DIRECTIONS -
This exercise calls for an exact copy of the data below.

Data excerpts -
◆ ◆ ◆
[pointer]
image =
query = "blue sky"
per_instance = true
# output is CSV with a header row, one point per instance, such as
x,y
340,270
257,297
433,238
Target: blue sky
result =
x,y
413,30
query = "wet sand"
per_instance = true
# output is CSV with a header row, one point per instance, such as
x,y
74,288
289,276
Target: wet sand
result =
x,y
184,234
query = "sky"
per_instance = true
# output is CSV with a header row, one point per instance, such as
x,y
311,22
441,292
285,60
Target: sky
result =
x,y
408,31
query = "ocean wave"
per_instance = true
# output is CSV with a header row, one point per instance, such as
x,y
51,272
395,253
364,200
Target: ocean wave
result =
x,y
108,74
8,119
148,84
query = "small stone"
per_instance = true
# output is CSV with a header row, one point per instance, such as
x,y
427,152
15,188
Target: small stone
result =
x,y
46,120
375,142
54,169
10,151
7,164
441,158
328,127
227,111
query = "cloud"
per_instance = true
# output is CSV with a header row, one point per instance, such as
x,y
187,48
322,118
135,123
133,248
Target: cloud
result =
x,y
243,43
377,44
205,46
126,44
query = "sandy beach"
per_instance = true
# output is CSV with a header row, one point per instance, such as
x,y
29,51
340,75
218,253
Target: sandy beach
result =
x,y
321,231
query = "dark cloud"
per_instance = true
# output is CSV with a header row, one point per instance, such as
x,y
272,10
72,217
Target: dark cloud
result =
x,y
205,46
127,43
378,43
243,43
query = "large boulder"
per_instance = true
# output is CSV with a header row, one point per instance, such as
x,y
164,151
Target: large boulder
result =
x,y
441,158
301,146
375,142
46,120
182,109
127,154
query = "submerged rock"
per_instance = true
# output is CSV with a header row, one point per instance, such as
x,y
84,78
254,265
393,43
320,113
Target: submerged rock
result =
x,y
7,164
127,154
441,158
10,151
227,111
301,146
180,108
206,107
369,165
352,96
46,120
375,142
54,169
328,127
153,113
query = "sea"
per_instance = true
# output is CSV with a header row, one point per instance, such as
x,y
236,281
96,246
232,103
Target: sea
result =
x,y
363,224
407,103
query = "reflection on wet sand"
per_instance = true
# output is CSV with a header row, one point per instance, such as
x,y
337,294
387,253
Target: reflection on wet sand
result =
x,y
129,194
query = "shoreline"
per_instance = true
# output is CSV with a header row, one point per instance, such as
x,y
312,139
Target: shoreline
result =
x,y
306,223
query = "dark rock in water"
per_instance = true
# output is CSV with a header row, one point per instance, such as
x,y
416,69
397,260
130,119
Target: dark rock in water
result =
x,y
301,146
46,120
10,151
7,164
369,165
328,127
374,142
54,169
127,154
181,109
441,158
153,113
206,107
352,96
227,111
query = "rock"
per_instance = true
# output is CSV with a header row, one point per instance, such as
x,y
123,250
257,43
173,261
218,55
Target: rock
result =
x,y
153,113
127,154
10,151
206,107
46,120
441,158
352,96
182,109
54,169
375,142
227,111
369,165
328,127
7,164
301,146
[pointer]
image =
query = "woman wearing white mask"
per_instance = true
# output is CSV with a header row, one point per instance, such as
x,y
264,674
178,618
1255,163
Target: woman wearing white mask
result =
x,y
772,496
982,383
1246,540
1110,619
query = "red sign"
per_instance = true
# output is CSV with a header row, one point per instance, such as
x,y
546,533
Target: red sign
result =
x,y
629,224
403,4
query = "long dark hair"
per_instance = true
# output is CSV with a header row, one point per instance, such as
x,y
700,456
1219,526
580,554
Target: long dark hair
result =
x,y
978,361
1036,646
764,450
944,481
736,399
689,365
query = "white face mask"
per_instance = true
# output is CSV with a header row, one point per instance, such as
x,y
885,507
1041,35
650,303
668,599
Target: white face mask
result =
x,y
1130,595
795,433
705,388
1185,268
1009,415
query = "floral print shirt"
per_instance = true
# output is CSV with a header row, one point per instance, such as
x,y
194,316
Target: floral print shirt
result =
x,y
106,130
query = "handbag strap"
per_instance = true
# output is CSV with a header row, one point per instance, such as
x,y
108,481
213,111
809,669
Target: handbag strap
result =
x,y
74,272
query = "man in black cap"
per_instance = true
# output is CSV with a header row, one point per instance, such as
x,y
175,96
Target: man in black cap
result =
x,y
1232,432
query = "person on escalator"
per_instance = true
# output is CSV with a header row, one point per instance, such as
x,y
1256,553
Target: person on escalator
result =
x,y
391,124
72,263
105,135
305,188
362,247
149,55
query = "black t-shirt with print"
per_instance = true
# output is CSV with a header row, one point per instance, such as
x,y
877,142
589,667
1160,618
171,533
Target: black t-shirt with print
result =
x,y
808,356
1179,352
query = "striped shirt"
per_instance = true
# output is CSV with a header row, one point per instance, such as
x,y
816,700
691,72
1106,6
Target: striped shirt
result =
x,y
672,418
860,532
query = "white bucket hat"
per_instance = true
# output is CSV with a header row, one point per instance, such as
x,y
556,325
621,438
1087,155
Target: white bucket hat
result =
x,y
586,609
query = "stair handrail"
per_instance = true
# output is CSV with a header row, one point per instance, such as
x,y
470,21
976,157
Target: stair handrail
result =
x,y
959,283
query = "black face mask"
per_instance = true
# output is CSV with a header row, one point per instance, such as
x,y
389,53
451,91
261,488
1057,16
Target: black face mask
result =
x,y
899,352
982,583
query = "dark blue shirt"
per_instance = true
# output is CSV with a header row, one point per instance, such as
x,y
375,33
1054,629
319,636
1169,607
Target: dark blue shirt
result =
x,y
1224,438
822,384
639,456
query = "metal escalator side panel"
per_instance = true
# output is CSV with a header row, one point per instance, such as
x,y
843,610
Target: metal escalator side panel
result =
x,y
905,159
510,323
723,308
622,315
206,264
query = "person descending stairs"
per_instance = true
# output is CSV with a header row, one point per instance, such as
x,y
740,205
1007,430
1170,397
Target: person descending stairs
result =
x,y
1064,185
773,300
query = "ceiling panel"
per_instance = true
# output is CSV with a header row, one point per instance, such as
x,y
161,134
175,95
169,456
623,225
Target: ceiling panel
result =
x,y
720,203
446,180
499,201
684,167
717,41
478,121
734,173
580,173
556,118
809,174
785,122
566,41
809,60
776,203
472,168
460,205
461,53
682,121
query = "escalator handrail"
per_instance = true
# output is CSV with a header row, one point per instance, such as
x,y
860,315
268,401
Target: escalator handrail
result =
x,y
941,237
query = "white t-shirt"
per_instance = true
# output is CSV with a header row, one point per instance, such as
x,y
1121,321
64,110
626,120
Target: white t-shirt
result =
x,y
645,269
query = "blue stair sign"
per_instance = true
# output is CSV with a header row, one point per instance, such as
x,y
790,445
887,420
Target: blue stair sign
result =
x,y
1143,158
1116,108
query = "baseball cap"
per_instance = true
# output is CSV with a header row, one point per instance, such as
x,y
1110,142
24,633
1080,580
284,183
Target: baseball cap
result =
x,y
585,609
◆ ◆ ◆
RESULT -
[pointer]
image =
query = "blue sky"
per_instance = true
# output is CSV with a header row, one point per instance, such as
x,y
340,270
257,297
433,238
Target: blue sky
result =
x,y
413,30
query = "wet sand"
per_instance = true
# output is CSV with a header row, one point per instance, such as
x,y
74,288
289,276
Target: wet sand
result =
x,y
184,234
query = "sky"
per_instance = true
# output is CSV with a header row, one point per instance, such as
x,y
311,22
441,292
285,60
Target: sky
result =
x,y
408,31
query = "ocean wave"
per_instance = true
# output is CSV with a header row, one point per instance, such as
x,y
51,272
395,253
364,200
Target: ocean wave
result =
x,y
108,74
8,119
148,84
query = "small stone"
per_instance = true
# output is CSV with a header row, one point per instance, such as
x,y
427,152
15,188
Target: small stone
result =
x,y
46,120
375,142
54,169
10,151
7,164
441,158
328,127
227,111
query = "cloud"
per_instance = true
# output is CSV with a header row, one point per instance, such as
x,y
187,48
322,118
135,123
133,248
Target: cloud
result =
x,y
243,43
377,44
205,46
126,44
query = "sandy beach"
per_instance = true
# output is CSV with a header row, one point per instance, such as
x,y
29,51
340,75
218,253
Target: sandy beach
result =
x,y
321,231
query = "dark cloud"
per_instance = true
# output is CSV with a header row, one point per instance, such as
x,y
272,10
72,217
Target: dark cloud
result =
x,y
205,46
127,43
378,43
243,43
query = "large boulder"
per_instance = true
# output is CSV with a header row, one point per instance, such as
x,y
164,151
Target: large boulder
result =
x,y
441,158
301,146
375,142
46,120
182,109
127,154
query = "submerged rock"
per_instance = true
# output is CSV with a header row, one point per instance, such as
x,y
84,78
254,265
393,43
320,113
Target: submerged rock
result =
x,y
7,164
127,154
441,158
10,151
227,111
301,146
180,108
206,107
369,165
352,96
46,120
375,142
54,169
328,127
153,113
query = "sea"
per_instance = true
# output is CSV with a header row, one point per instance, such as
x,y
236,281
96,246
232,103
Target: sea
result =
x,y
363,224
407,103
query = "reflection on wet sand"
per_instance = true
# output is CSV with a header row, one point per instance, such as
x,y
337,294
387,253
Target: reflection on wet sand
result =
x,y
129,194
query = "shoreline"
per_instance = true
# output is CSV with a header row, one point per instance, such as
x,y
312,139
Target: shoreline
result =
x,y
306,223
query = "dark rock in water"
per_instance = true
# output is CSV with a header row, one point per instance, such as
x,y
416,69
397,260
130,119
Target: dark rock in water
result =
x,y
301,146
46,120
10,151
7,164
369,165
328,127
374,142
54,169
127,154
181,109
441,158
153,113
206,107
352,96
227,111
query = "rock"
per_instance = true
# output is CSV with a header row, one point per instance, such as
x,y
123,250
257,43
173,261
218,55
Target: rock
result =
x,y
153,113
127,154
10,151
206,107
46,120
441,158
352,96
182,109
54,169
375,142
227,111
369,165
328,127
7,164
301,146
[pointer]
image =
query = "woman wearing white mask"
per_instance = true
# output is CSV with a header row, one point per instance, such as
x,y
264,674
178,618
1255,163
Target: woman wearing white mask
result =
x,y
772,496
982,383
1246,540
1110,619
query = "red sign"
per_instance = true
# output is CSV with a header row, one point per instance, such as
x,y
546,533
Target: red sign
result =
x,y
629,224
403,4
query = "long dark hair"
per_instance = true
# output is CSV with a header row, one point per instance, such as
x,y
700,456
1219,526
580,554
Target: long dark hair
result =
x,y
978,361
1036,646
764,450
944,481
736,399
689,365
query = "white face mask"
per_instance = true
# output is CSV with a header row, one point per instance, such as
x,y
885,507
1041,35
650,303
668,599
Target: white face mask
result =
x,y
1130,595
795,433
705,388
1185,268
1009,415
query = "floral print shirt"
per_instance = true
# output is CSV with a header row, one point per instance, such as
x,y
194,316
Target: floral print shirt
result =
x,y
106,130
query = "handbag strap"
per_instance = true
# output is CSV with a header row, one point per instance, such as
x,y
108,481
213,111
809,669
Target: handbag strap
result =
x,y
74,272
query = "man in black cap"
per_instance = true
# output is CSV with a header row, one point per instance, such as
x,y
175,96
Target: man in black cap
result =
x,y
1232,432
query = "person on escalator"
per_instance = true
# output is CSV with a header row, one point per instance, such as
x,y
1256,553
Target: person on escalator
result =
x,y
391,124
72,263
105,135
305,188
362,247
149,55
query = "black t-shirt with print"
per_instance = true
# output is CSV with a header row, one point per instance, such as
x,y
877,142
589,667
1160,618
171,533
Target: black t-shirt with print
result =
x,y
808,356
1179,352
query = "striped shirt"
per_instance = true
# output is CSV with a header row, one point per instance, such as
x,y
816,700
691,72
1106,6
Target: striped shirt
result =
x,y
672,418
860,532
query = "white bucket hat"
per_instance = true
# output is CSV with a header row, one point per instance, such as
x,y
556,325
621,438
1087,155
Target: white bucket hat
result =
x,y
586,609
query = "stair handrail"
per_instance = true
# output is CSV with a header row, one point per instance, such as
x,y
470,21
976,157
Target: stair handrail
result =
x,y
959,283
query = "black face mask"
per_instance = true
# output is CSV with a header row, one point per instance, such as
x,y
389,53
451,91
261,488
1057,16
Target: black face mask
result =
x,y
899,352
982,583
query = "dark blue shirt"
per_instance = true
# output is CSV with a header row, one point per instance, such as
x,y
375,33
1054,629
319,636
1169,607
Target: dark blue shirt
result =
x,y
1224,438
822,384
639,456
query = "metal escalator side panel"
per_instance = true
# output is CSV with a header row, one point per instance, such as
x,y
843,610
Target: metal escalator side panel
result =
x,y
905,159
510,323
723,308
622,315
206,264
query = "person descending stairs"
per_instance = true
# output is CSV with a header row, one point per instance, such as
x,y
740,205
1007,430
1170,397
Target: person descending stairs
result =
x,y
1064,185
773,300
query = "ceiling panel"
per_instance = true
# output is CSV with a header row, one point per instance, such as
x,y
161,134
175,95
169,456
623,225
Target: ceiling panel
result =
x,y
720,203
446,180
499,201
684,167
717,41
478,121
734,173
580,173
556,118
809,174
785,122
566,41
809,60
776,203
472,168
460,205
461,53
682,121
query = "escalator handrail"
per_instance = true
# output is CSV with a header row, one point per instance, such as
x,y
860,315
268,401
Target: escalator handrail
result =
x,y
941,237
query = "white t-shirt"
per_instance = true
# output is CSV with a header row, one point per instance, such as
x,y
1121,321
64,110
626,120
Target: white t-shirt
result =
x,y
645,269
query = "blue stair sign"
per_instance = true
# output is CSV with a header row, one point per instance, such as
x,y
790,445
887,420
Target: blue stair sign
result =
x,y
1143,158
1116,108
query = "baseball cap"
per_instance = true
# output is CSV with a header row, one point per instance, such as
x,y
1110,142
24,633
1080,580
284,183
Target: baseball cap
result =
x,y
585,609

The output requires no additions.